- Text block -
□ □ □ □ □

I found a problem in the Fortran 90 program that I have ported to a Cray
J90 which I can reproduce with small test programs. The program makes use
of OpenMP and there is a bug in Cray's implementation of Fortran 90. I
reported this to the local help desk at NERSC. They filed a report with
Cray in March. The consultant at NERSC optimistically predicted that the
bug would be fixed in *three* months. In fact Cray were still testing
their bug fix in late June and a Fortran 90 compiler with the bug fix
still hasn't been installed on the local J90.
The Cray PVPs Fortran compilers have their own proprietary autotasking
directives for shared memory programming. I think support for OpenMP was
added relatively recently. However, the Cray Fortran manual does say that
the autotasking directives are now deprecated and that OpenMP should be
used so presumably their implementation of OpenMP should now be stable?
I note in passing that Cray were recently sold by SGI to Tera. SGI kept
their Origin 2000 line going. (Great machines, by the way :)
Anyway, enough complaining about Cray. I will describe the bug and would
like to know if anybody has any suggestions of a good workaround. At
present I use "C$omp parallel do, if(nloop.ne.1)" where nloop is the final
value of the loop variable. However, this extra check may have a
performance penalty (but without it, presumably anything can happen...).

□ □ □ □ □

Picture region annotation data
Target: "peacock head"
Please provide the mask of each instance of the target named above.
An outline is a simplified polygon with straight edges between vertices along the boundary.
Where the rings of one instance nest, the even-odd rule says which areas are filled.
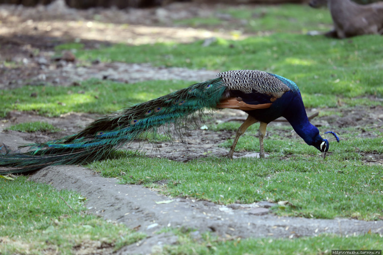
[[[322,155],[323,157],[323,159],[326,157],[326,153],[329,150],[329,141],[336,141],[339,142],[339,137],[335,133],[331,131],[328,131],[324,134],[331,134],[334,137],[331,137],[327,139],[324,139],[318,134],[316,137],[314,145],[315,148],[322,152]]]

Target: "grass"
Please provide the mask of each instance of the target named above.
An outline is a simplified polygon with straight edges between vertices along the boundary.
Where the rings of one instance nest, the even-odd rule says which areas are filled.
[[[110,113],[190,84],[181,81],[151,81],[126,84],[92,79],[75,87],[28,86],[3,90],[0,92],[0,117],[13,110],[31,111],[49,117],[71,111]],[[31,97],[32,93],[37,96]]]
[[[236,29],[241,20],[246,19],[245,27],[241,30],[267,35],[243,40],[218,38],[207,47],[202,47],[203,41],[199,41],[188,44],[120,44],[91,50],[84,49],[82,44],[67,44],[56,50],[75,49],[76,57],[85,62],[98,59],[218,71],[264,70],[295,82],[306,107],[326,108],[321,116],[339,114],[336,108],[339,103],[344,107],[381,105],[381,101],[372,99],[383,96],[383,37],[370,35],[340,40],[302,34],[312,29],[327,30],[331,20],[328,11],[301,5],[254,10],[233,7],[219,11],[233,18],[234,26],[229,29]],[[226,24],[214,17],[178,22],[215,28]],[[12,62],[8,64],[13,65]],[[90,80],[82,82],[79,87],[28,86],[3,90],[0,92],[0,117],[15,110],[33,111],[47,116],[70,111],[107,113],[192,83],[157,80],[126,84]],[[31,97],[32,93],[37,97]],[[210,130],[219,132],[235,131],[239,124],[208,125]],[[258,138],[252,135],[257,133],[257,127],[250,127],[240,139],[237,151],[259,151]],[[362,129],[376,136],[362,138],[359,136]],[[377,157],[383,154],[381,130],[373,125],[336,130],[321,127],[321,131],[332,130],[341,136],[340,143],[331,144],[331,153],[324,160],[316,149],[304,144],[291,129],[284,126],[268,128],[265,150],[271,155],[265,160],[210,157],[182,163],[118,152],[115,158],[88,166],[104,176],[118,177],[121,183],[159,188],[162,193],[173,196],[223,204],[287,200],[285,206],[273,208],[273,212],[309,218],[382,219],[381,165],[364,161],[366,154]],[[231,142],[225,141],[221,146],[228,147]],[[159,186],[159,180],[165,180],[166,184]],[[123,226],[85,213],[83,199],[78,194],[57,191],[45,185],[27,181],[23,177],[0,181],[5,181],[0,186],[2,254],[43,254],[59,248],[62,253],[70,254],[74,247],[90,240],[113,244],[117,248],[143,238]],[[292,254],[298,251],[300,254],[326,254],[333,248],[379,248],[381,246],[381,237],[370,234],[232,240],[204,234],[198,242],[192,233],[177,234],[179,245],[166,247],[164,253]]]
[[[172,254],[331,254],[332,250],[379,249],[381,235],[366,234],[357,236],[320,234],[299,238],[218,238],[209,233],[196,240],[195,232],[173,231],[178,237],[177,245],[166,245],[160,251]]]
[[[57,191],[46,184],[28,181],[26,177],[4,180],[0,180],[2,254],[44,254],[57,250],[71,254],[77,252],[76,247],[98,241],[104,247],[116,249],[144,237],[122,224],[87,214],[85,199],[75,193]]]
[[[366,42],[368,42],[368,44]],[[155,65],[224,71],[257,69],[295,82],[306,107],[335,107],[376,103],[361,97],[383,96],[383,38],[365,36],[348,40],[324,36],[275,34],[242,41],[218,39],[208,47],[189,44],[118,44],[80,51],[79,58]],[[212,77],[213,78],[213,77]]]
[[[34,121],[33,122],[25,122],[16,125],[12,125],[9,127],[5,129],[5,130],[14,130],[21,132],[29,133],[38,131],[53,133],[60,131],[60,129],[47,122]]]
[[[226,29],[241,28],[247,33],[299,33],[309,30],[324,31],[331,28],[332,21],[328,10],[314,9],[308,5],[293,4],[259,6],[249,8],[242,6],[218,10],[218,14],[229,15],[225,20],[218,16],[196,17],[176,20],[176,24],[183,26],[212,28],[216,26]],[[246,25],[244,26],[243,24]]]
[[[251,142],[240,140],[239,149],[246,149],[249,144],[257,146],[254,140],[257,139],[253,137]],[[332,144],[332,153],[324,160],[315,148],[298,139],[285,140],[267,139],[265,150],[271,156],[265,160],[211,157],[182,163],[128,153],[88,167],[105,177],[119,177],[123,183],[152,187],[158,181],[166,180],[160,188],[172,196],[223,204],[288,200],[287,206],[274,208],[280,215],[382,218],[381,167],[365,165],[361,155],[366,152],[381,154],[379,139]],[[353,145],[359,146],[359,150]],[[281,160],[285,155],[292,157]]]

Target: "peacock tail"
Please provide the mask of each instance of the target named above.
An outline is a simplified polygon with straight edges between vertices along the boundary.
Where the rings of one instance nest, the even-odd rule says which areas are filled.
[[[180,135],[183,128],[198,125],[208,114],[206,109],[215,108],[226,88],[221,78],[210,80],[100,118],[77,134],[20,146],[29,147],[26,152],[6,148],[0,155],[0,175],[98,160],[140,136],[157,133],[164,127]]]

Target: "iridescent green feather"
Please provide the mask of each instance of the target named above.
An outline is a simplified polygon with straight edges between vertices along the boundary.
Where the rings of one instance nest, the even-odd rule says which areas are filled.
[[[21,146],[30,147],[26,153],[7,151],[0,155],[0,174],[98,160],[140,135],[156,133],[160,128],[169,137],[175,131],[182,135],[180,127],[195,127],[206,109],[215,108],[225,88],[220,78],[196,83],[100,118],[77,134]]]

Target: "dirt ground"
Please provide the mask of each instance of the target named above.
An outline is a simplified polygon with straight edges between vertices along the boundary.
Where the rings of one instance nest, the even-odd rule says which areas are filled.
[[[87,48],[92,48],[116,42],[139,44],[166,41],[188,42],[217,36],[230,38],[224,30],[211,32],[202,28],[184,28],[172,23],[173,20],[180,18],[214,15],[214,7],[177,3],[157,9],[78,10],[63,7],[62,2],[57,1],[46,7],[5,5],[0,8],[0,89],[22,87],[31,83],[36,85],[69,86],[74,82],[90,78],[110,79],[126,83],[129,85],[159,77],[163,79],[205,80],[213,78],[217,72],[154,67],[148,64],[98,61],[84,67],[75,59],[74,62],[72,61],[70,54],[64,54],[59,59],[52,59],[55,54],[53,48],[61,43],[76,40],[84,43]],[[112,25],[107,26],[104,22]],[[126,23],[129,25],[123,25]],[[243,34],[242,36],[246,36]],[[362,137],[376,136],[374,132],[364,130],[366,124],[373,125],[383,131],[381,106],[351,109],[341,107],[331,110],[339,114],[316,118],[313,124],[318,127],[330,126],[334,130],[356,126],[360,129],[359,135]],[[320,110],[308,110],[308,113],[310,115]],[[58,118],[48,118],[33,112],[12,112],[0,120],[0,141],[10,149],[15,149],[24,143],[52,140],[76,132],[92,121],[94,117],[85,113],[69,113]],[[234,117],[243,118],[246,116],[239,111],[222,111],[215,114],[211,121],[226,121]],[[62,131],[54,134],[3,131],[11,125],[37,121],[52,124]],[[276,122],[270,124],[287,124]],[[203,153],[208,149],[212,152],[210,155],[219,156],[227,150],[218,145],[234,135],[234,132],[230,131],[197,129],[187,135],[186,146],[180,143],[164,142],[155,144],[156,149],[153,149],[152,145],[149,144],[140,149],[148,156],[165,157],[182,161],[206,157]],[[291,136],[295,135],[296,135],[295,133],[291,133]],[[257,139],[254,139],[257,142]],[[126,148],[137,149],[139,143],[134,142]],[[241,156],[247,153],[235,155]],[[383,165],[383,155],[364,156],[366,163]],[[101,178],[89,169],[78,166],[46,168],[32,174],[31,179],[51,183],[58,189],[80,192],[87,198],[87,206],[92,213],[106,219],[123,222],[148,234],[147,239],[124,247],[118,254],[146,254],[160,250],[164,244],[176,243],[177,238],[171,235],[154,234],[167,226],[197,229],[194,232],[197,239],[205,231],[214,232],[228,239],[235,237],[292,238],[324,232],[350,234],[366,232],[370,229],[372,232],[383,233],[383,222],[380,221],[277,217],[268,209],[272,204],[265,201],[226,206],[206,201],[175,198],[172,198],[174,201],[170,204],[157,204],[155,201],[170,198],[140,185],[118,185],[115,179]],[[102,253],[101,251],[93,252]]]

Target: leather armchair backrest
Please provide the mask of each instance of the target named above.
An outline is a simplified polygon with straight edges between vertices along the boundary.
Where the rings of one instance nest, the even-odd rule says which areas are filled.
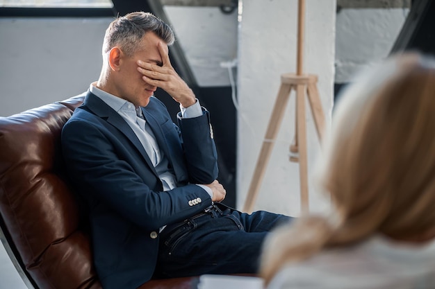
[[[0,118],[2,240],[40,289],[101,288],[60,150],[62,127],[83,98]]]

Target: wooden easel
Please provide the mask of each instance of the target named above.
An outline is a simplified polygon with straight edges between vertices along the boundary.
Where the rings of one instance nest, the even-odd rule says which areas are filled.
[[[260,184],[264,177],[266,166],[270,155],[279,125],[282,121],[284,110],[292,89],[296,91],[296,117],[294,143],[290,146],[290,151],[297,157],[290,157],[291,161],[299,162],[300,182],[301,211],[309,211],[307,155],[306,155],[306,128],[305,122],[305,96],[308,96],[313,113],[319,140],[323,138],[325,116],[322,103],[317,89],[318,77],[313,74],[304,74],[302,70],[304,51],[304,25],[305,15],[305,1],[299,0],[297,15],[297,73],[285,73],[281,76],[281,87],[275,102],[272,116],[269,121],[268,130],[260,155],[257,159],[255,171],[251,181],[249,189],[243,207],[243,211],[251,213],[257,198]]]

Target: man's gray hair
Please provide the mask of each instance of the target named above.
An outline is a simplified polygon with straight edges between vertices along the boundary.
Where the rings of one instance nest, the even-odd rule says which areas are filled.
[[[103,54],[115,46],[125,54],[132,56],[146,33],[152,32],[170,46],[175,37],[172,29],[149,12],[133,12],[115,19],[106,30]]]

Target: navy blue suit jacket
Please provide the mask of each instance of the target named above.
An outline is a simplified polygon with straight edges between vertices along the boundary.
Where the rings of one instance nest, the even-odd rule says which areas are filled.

□ □ □ □ □

- Do this -
Please copy out the whole forum post above about the Cray Fortran OpenMP bug, word for word.

- Output for this task -
I found a problem in the Fortran 90 program that I have ported to a Cray
J90 which I can reproduce with small test programs. The program makes use
of OpenMP and there is a bug in Cray's implementation of Fortran 90. I
reported this to the local help desk at NERSC. They filed a report with
Cray in March. The consultant at NERSC optimistically predicted that the
bug would be fixed in *three* months. In fact Cray were still testing
their bug fix in late June and a Fortran 90 compiler with the bug fix
still hasn't been installed on the local J90.
The Cray PVPs Fortran compilers have their own proprietary autotasking
directives for shared memory programming. I think support for OpenMP was
added relatively recently. However, the Cray Fortran manual does say that
the autotasking directives are now deprecated and that OpenMP should be
used so presumably their implementation of OpenMP should now be stable?
I note in passing that Cray were recently sold by SGI to Tera. SGI kept
their Origin 2000 line going. (Great machines, by the way :)
Anyway, enough complaining about Cray. I will describe the bug and would
like to know if anybody has any suggestions of a good workaround. At
present I use "C$omp parallel do, if(nloop.ne.1)" where nloop is the final
value of the loop variable. However, this extra check may have a
performance penalty (but without it, presumably anything can happen...).